##### SOURCE MATERIAL #####

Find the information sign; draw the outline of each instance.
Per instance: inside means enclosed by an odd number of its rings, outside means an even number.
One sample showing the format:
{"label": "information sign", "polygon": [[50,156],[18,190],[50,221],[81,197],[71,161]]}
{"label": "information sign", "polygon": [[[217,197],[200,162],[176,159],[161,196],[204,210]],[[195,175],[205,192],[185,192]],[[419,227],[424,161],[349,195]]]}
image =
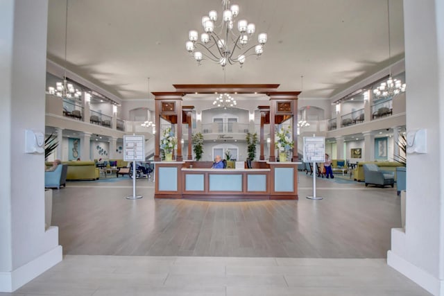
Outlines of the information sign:
{"label": "information sign", "polygon": [[325,161],[325,137],[304,137],[304,162]]}
{"label": "information sign", "polygon": [[145,161],[145,136],[123,136],[123,160]]}

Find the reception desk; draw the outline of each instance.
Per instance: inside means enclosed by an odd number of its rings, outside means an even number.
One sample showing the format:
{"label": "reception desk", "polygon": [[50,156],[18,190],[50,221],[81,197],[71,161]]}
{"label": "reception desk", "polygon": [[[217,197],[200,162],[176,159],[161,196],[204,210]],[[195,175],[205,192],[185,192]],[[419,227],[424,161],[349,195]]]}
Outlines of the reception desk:
{"label": "reception desk", "polygon": [[260,168],[239,169],[195,168],[196,162],[155,162],[155,198],[298,199],[298,162],[266,162],[256,166]]}

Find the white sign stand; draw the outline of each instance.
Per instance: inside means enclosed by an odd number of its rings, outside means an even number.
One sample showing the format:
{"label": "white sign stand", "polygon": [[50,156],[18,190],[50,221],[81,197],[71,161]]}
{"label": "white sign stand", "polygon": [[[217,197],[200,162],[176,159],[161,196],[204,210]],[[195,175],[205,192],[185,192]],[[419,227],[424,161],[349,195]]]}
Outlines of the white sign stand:
{"label": "white sign stand", "polygon": [[133,161],[133,196],[127,196],[127,200],[138,200],[142,195],[136,195],[136,160],[144,161],[145,158],[145,137],[144,136],[123,136],[123,160]]}
{"label": "white sign stand", "polygon": [[316,162],[325,162],[325,138],[324,137],[304,137],[304,162],[313,163],[313,195],[310,200],[322,200],[316,196]]}

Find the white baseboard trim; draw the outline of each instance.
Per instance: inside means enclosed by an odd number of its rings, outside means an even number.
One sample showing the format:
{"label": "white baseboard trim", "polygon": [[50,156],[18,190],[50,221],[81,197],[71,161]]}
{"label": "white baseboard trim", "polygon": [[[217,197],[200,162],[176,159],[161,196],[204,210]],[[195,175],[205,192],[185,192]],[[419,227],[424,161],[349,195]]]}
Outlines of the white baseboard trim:
{"label": "white baseboard trim", "polygon": [[62,261],[62,246],[9,272],[0,272],[0,292],[14,292]]}
{"label": "white baseboard trim", "polygon": [[444,290],[443,290],[444,282],[443,281],[440,281],[392,251],[387,252],[387,264],[434,295],[444,296]]}

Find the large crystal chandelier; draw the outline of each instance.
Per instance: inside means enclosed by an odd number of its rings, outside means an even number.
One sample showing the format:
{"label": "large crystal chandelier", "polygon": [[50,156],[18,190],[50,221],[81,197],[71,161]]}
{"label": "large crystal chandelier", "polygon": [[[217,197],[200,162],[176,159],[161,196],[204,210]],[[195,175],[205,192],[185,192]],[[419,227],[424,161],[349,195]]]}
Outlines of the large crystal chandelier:
{"label": "large crystal chandelier", "polygon": [[[208,15],[202,17],[202,26],[205,33],[200,34],[200,41],[198,41],[197,31],[191,30],[189,32],[189,40],[186,44],[187,51],[198,64],[206,58],[223,67],[227,63],[239,63],[242,67],[248,55],[254,55],[259,58],[267,40],[266,33],[262,33],[257,35],[258,44],[248,46],[256,31],[256,26],[246,19],[240,19],[237,21],[239,33],[236,35],[233,28],[234,19],[239,15],[239,6],[230,6],[230,0],[222,0],[222,6],[223,12],[219,22],[216,10],[211,10]],[[219,32],[215,32],[216,30]]]}
{"label": "large crystal chandelier", "polygon": [[[387,0],[387,23],[388,24],[388,60],[391,58],[391,44],[390,40],[390,0]],[[388,68],[388,79],[381,82],[373,89],[373,95],[377,98],[391,98],[401,92],[405,92],[406,85],[399,79],[391,77],[391,66]]]}
{"label": "large crystal chandelier", "polygon": [[228,107],[235,106],[237,103],[236,103],[236,100],[229,94],[221,94],[216,98],[213,102],[213,105],[216,107],[222,107],[223,109],[227,109]]}
{"label": "large crystal chandelier", "polygon": [[67,80],[67,43],[68,35],[68,0],[67,0],[67,9],[65,19],[65,74],[63,82],[56,83],[56,87],[49,87],[48,93],[62,98],[80,98],[82,92],[74,88],[72,83],[68,83]]}

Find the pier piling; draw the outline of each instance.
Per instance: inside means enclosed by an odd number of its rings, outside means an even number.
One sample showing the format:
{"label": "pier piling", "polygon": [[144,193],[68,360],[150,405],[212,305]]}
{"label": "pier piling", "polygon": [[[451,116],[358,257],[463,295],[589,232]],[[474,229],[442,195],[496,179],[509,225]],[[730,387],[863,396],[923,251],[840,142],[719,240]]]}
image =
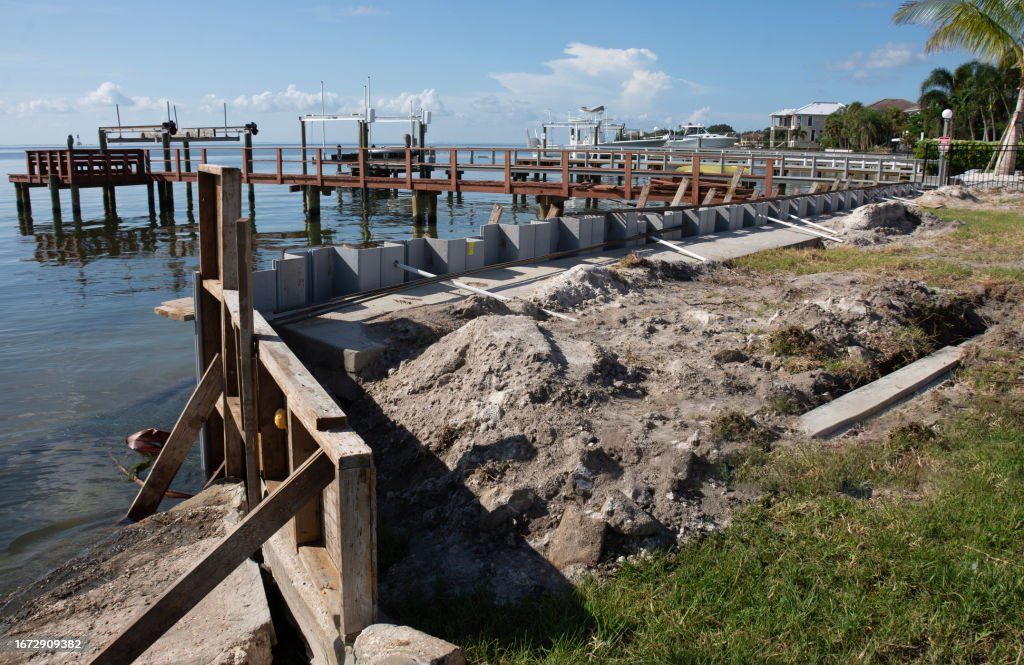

#####

## PROBLEM DESCRIPTION
Return every row above verbatim, leaving out the pictures.

## RESPONSE FOR THIS EXERCISE
Find the information sign; draw the outline of each instance.
Per instance: inside means enclosed by an odd number of its rings, outside means an even number.
One sample showing the format:
{"label": "information sign", "polygon": [[50,156],[18,190],[50,221],[81,197],[71,161]]}
{"label": "information sign", "polygon": [[[217,197],[200,162],[176,159],[161,196],[204,210]],[[195,175],[205,192],[185,192]],[[419,227],[424,161],[349,195]]]}
image =
Outlines of the information sign:
{"label": "information sign", "polygon": [[325,161],[325,137],[304,137],[304,162]]}
{"label": "information sign", "polygon": [[145,161],[145,136],[123,136],[123,160]]}

Find the reception desk; draw the outline of each instance.
Per instance: inside means enclosed by an odd number of its rings, outside means an even number.
One sample showing the format:
{"label": "reception desk", "polygon": [[50,156],[18,190],[50,221],[81,197],[71,161]]}
{"label": "reception desk", "polygon": [[[217,197],[200,162],[176,159],[161,196],[204,210]],[[195,175],[205,192],[185,192]],[[419,227],[424,161],[349,195]]]}
Outlines of the reception desk:
{"label": "reception desk", "polygon": [[260,168],[239,169],[195,168],[196,162],[155,162],[155,198],[298,199],[298,162],[266,162],[256,166]]}

Find the white sign stand; draw the outline of each instance.
Per instance: inside means enclosed by an odd number of its rings, outside means an even number.
One sample showing the format:
{"label": "white sign stand", "polygon": [[50,156],[18,190],[50,221],[81,197],[71,161]]}
{"label": "white sign stand", "polygon": [[[217,197],[200,162],[176,159],[161,196],[204,210]],[[195,175],[205,192],[185,192]],[[419,227],[424,161],[349,195]]]}
Outlines of the white sign stand:
{"label": "white sign stand", "polygon": [[133,161],[133,196],[127,196],[127,200],[138,200],[142,195],[136,195],[136,160],[144,161],[145,158],[145,137],[144,136],[123,136],[123,160]]}
{"label": "white sign stand", "polygon": [[316,162],[325,162],[325,138],[324,137],[304,137],[304,162],[313,163],[313,195],[310,200],[322,200],[316,196]]}

Find the white baseboard trim; draw the outline of each instance.
Per instance: inside means enclosed by an odd number of its rings, outside means an even number.
One sample showing the format:
{"label": "white baseboard trim", "polygon": [[50,156],[18,190],[50,221],[81,197],[71,161]]}
{"label": "white baseboard trim", "polygon": [[[217,197],[200,162],[176,159],[161,196],[204,210]],[[195,175],[205,192],[185,192]],[[419,227],[424,161],[349,195]]]}
Outlines of the white baseboard trim:
{"label": "white baseboard trim", "polygon": [[62,261],[62,246],[9,272],[0,272],[0,292],[14,292]]}
{"label": "white baseboard trim", "polygon": [[444,290],[443,290],[444,282],[443,281],[440,281],[392,251],[387,252],[387,264],[434,295],[444,296]]}

Find the large crystal chandelier; draw the outline of each instance.
Per instance: inside means enclosed by an odd number of its rings, outside means an even number.
One sample showing the format:
{"label": "large crystal chandelier", "polygon": [[50,156],[18,190],[50,221],[81,197],[71,161]]}
{"label": "large crystal chandelier", "polygon": [[[217,197],[200,162],[176,159],[161,196],[204,210]],[[195,175],[205,192],[185,192]],[[419,227],[424,161],[349,195]]]}
Outlines of the large crystal chandelier:
{"label": "large crystal chandelier", "polygon": [[[208,15],[202,17],[202,26],[205,33],[200,34],[200,41],[198,41],[197,31],[191,30],[189,32],[189,40],[186,44],[187,51],[198,64],[206,58],[223,67],[227,63],[239,63],[242,67],[248,55],[254,55],[259,58],[267,40],[266,33],[262,33],[257,35],[258,44],[248,46],[256,31],[256,26],[246,19],[240,19],[237,21],[239,33],[236,35],[233,28],[234,19],[239,15],[239,6],[230,6],[230,0],[222,0],[222,6],[223,12],[219,22],[216,10],[211,10]],[[219,32],[215,32],[216,30]]]}
{"label": "large crystal chandelier", "polygon": [[[387,0],[387,23],[388,24],[388,60],[391,58],[391,44],[390,40],[390,0]],[[388,68],[388,79],[381,82],[373,89],[373,95],[377,98],[391,98],[401,92],[405,92],[406,85],[399,79],[391,77],[391,66]]]}
{"label": "large crystal chandelier", "polygon": [[228,107],[235,106],[237,103],[236,103],[236,100],[229,94],[221,94],[216,98],[213,102],[213,105],[216,107],[222,107],[223,109],[227,109]]}
{"label": "large crystal chandelier", "polygon": [[67,80],[67,43],[68,35],[68,0],[67,0],[67,9],[65,19],[65,74],[63,82],[56,83],[56,87],[49,87],[48,93],[62,98],[80,98],[82,92],[74,88],[72,83],[68,83]]}

Find the pier piling; draw the outline of each instance.
Per instance: inside means enclosed by an odd number of its rings, outside means an even number.
One sample showing the format:
{"label": "pier piling", "polygon": [[144,193],[68,360],[150,405],[212,305]]}
{"label": "pier piling", "polygon": [[[451,116],[358,257],[463,295],[589,232]],[[474,229],[442,195],[496,179],[509,225]],[[730,387],[863,396],[923,251],[840,142],[719,240]]]}
image =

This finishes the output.